[Source start]

Does it help or hurt domestic workers if we open borders?

Thursday 25 May 2017, by mond

Should we open our borders, or should we close them? The question is
often discussed as an ideological issue, where some times the people
who hold one or another position have long forgotten why they are on
certain side of the issue. It is also sometimes discussed as a moral
issue. Indeed it is an outrageous scandal that we let thousands of
people drown in the mediterranean sea. And this scandal should give
us some insight into the inhumane core of our current neo-liberal,
capitalist society.

But let us take a closer look at the economic interests
behind the border regime. The common narrative goes something like this:

By opening borders workers will have to compete against immigrants.
And this will result in lower wages. So the neo-liberal agenda is to
open borders in order to maximize profits and exploitation.

But there is a lot wrong with this simple narrative. If the
above is true, why would the EU (which currently is ruled by neo-liberal
forces) would invest so much money and effort into securing the
boarder. And why is nationalism so important for the fascist right
(keep in mind: behind fascism there is capital)?.

[Source end]
[Dataset rows start]

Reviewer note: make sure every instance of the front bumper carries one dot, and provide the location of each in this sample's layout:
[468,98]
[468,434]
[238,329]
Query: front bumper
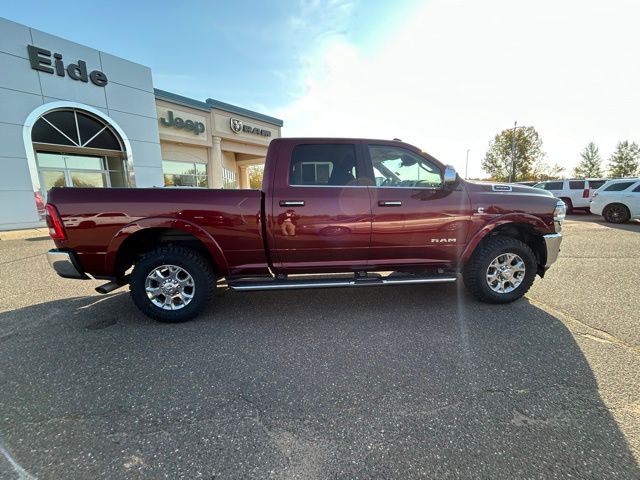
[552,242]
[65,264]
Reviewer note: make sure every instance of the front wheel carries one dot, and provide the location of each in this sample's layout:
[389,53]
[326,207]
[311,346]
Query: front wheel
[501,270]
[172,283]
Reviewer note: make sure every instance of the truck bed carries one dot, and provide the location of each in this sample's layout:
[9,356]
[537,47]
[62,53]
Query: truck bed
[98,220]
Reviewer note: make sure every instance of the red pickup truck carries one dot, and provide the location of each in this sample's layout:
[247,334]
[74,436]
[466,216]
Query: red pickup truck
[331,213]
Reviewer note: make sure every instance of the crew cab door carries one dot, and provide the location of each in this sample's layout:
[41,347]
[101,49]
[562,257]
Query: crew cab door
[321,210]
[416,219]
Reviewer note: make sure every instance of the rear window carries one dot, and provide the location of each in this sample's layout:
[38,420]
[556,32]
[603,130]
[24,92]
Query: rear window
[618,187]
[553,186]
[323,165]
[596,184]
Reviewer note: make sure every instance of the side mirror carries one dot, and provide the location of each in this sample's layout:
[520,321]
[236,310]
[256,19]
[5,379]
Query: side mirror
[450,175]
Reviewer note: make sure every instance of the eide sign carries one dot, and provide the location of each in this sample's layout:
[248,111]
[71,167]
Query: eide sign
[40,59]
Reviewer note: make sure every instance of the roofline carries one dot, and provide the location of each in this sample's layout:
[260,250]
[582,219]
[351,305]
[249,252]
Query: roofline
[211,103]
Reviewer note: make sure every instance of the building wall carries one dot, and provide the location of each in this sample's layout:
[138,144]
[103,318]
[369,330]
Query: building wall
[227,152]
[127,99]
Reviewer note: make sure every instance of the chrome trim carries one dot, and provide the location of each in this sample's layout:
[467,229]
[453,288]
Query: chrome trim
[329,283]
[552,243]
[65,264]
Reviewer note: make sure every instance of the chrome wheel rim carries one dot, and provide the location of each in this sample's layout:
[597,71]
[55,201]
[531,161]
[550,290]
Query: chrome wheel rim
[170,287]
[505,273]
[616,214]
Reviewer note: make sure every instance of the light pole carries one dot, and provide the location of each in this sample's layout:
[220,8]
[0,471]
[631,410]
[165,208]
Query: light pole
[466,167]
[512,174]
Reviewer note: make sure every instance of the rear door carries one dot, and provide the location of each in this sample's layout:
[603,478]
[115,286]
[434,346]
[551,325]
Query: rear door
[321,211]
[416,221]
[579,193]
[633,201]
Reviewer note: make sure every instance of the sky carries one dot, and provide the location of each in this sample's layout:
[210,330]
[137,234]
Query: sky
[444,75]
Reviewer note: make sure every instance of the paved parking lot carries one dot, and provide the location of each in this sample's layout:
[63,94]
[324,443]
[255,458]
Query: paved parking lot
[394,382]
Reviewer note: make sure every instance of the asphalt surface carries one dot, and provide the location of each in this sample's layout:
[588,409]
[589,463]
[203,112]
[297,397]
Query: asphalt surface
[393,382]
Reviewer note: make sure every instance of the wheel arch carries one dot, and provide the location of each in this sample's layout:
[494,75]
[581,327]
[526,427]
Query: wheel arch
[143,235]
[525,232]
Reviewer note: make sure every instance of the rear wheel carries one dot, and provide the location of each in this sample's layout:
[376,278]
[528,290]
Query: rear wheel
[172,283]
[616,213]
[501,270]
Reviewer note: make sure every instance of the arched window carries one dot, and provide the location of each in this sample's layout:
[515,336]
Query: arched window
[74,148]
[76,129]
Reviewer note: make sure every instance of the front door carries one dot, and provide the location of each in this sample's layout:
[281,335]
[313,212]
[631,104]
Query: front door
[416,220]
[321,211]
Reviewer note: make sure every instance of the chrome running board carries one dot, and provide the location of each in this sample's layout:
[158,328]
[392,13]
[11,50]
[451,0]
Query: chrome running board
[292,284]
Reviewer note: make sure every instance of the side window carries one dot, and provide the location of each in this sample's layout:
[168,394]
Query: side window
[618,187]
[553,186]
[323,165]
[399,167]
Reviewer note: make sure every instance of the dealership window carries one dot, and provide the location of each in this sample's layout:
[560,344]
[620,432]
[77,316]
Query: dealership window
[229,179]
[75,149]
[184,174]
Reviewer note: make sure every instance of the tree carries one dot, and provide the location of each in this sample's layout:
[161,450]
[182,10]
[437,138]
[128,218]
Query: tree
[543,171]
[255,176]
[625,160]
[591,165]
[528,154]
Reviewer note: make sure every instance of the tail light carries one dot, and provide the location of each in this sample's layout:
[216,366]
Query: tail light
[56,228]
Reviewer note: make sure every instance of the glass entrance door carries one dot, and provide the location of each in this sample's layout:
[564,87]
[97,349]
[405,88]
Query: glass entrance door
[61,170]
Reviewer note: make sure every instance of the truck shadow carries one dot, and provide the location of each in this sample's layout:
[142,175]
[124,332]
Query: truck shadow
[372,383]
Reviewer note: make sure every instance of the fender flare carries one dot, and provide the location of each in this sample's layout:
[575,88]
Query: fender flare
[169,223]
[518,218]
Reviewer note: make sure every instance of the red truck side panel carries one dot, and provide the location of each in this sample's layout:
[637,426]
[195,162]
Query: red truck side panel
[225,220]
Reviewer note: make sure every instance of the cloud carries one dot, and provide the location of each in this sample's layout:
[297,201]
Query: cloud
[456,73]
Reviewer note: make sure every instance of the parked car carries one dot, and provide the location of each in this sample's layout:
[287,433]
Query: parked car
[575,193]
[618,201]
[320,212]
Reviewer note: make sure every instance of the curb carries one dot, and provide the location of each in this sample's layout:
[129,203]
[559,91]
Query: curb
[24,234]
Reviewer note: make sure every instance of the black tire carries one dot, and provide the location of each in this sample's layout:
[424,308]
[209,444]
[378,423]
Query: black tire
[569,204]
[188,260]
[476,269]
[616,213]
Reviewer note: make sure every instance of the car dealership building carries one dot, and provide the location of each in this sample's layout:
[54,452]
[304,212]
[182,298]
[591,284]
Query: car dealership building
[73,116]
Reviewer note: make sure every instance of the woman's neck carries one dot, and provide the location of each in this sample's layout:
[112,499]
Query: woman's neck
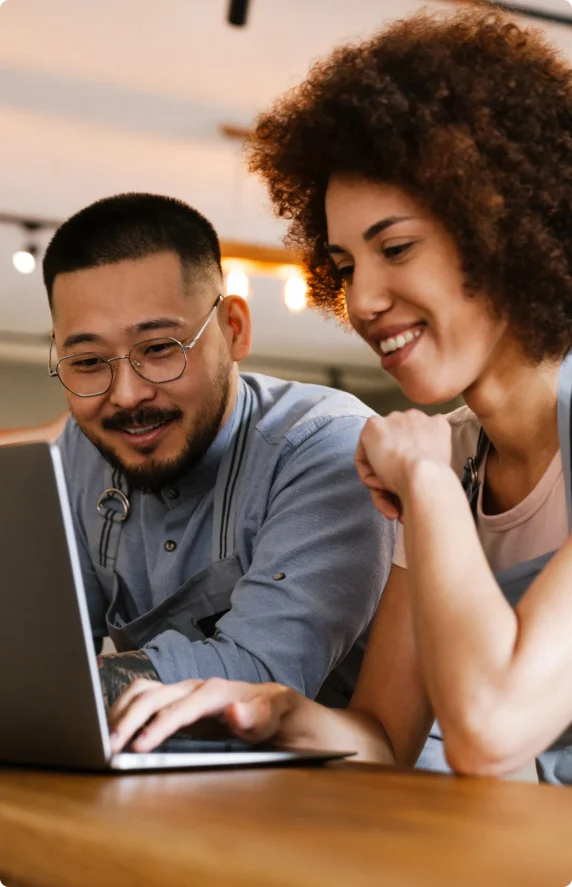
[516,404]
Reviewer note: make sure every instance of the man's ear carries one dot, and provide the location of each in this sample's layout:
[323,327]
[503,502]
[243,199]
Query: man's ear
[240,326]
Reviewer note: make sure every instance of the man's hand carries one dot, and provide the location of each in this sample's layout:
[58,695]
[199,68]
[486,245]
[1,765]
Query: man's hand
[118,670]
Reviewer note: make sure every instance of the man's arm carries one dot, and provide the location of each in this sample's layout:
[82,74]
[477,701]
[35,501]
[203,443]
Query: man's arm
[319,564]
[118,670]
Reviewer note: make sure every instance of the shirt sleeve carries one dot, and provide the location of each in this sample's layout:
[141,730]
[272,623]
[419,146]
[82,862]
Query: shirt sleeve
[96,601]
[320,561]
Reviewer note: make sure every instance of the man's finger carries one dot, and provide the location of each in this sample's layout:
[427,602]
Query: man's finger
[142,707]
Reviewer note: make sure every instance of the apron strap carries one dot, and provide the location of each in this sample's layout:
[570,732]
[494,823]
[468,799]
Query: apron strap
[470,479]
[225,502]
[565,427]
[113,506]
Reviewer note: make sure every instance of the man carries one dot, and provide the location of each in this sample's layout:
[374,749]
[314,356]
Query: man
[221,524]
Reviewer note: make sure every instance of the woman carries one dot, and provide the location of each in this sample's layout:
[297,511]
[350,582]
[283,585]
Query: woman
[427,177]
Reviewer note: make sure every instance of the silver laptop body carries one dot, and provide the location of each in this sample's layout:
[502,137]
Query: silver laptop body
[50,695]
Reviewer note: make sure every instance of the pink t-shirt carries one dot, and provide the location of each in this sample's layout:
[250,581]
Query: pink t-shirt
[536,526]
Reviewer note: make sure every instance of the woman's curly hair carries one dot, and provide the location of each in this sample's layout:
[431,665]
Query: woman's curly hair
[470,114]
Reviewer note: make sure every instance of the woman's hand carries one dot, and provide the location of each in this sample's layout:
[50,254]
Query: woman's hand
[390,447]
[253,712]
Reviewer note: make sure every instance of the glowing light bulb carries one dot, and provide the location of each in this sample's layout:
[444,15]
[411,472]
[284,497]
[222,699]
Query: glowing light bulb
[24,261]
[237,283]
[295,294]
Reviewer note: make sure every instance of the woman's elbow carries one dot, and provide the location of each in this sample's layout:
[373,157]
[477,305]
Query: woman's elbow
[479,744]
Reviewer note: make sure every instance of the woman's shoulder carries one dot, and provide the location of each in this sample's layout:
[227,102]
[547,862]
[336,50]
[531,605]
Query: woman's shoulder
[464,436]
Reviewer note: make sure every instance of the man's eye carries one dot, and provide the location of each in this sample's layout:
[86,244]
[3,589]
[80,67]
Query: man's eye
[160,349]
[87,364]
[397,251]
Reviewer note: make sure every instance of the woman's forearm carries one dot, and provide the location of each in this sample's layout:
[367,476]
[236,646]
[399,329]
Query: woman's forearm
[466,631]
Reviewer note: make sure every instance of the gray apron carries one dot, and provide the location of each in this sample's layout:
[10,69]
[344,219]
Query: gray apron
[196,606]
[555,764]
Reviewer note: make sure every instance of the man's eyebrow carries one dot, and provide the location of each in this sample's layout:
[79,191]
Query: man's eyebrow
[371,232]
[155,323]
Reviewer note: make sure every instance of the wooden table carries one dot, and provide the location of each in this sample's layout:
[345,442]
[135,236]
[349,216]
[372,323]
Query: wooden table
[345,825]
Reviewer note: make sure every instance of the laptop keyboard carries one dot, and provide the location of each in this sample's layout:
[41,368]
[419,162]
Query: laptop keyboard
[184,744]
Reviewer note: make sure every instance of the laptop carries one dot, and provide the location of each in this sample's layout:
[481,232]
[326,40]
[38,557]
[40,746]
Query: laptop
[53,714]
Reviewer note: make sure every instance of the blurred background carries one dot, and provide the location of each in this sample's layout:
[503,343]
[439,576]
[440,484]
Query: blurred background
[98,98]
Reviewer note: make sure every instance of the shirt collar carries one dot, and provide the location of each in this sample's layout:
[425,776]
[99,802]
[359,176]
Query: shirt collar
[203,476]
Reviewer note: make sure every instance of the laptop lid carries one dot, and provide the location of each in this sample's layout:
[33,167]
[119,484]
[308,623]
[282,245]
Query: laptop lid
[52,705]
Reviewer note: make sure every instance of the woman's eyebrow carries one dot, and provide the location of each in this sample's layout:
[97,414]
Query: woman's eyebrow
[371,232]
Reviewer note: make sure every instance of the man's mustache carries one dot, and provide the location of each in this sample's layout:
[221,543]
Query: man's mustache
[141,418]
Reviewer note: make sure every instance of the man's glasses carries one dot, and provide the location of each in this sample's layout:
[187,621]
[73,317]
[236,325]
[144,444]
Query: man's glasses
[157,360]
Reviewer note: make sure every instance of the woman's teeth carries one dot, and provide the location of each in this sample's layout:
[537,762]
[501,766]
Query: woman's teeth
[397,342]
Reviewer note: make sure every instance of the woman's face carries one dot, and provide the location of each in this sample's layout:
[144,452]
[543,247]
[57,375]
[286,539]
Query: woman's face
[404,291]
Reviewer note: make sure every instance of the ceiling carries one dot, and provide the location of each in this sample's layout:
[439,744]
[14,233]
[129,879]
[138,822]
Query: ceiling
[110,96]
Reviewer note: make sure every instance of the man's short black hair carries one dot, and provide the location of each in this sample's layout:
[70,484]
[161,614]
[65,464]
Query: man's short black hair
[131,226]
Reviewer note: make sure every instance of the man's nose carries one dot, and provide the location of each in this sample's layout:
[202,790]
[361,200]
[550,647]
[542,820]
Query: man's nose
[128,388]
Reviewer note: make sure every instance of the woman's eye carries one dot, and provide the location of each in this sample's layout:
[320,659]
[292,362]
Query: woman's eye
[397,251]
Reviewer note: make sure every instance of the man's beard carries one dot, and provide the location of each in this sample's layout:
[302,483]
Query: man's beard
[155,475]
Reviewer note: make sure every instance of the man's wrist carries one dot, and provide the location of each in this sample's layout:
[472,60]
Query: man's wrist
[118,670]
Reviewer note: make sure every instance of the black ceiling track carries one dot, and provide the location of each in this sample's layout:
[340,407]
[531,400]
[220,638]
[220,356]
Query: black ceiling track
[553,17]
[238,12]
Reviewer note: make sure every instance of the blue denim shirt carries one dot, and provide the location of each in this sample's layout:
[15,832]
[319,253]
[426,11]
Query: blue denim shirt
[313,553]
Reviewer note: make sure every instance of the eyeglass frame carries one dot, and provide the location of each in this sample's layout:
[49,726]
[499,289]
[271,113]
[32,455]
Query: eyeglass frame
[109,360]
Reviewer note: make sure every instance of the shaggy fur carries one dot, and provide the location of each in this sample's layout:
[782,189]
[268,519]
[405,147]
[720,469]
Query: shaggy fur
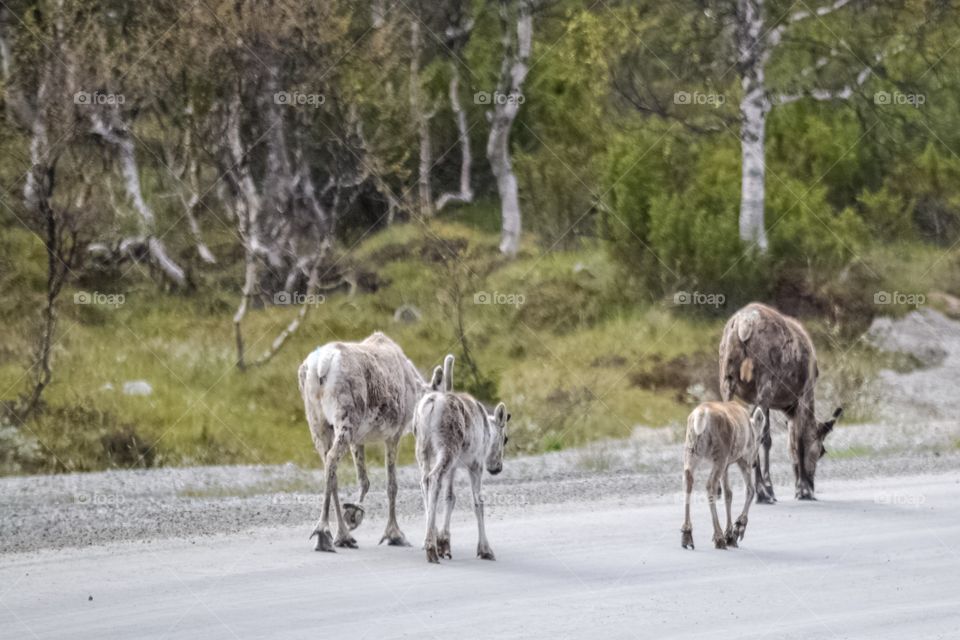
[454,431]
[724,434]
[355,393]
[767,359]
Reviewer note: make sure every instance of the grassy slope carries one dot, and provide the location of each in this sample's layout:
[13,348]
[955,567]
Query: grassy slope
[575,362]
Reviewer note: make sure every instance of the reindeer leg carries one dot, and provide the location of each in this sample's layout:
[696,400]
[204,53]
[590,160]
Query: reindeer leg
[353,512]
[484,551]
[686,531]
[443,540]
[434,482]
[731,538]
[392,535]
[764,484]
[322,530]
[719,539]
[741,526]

[Dataset rows end]

**Written task 1**
List the claims that make up the common narrative the open-borders article describes.
**Written task 2**
Condense the paragraph of the open-borders article that begins "Should we open our borders" into a short list that keeps its main points.
**Written task 3**
Quote the open-borders article between "But let us take" and "profits and exploitation.", inclusive.

**Exercise response 1**
- By opening borders, workers will have to compete against immigrants.
- This will result in lower wages.
- The neo-liberal agenda is to open borders in order to maximize profits and exploitation.

**Exercise response 2**
- The question of opening or closing borders is often treated as an ideological issue, and people on either side have sometimes long forgotten why they hold their position.
- It is also sometimes discussed as a moral issue.
- Letting thousands of people drown in the Mediterranean Sea is an outrageous scandal.
- This scandal gives insight into the inhumane core of the current neo-liberal, capitalist society.

**Exercise response 3**
But let us take a closer look at the economic interests
behind the border regime. The common narrative goes something like this:

By opening borders workers will have to compete against immigrants.
And this will result in lower wages. So the neo-liberal agenda is to
open borders in order to maximize profits and exploitation.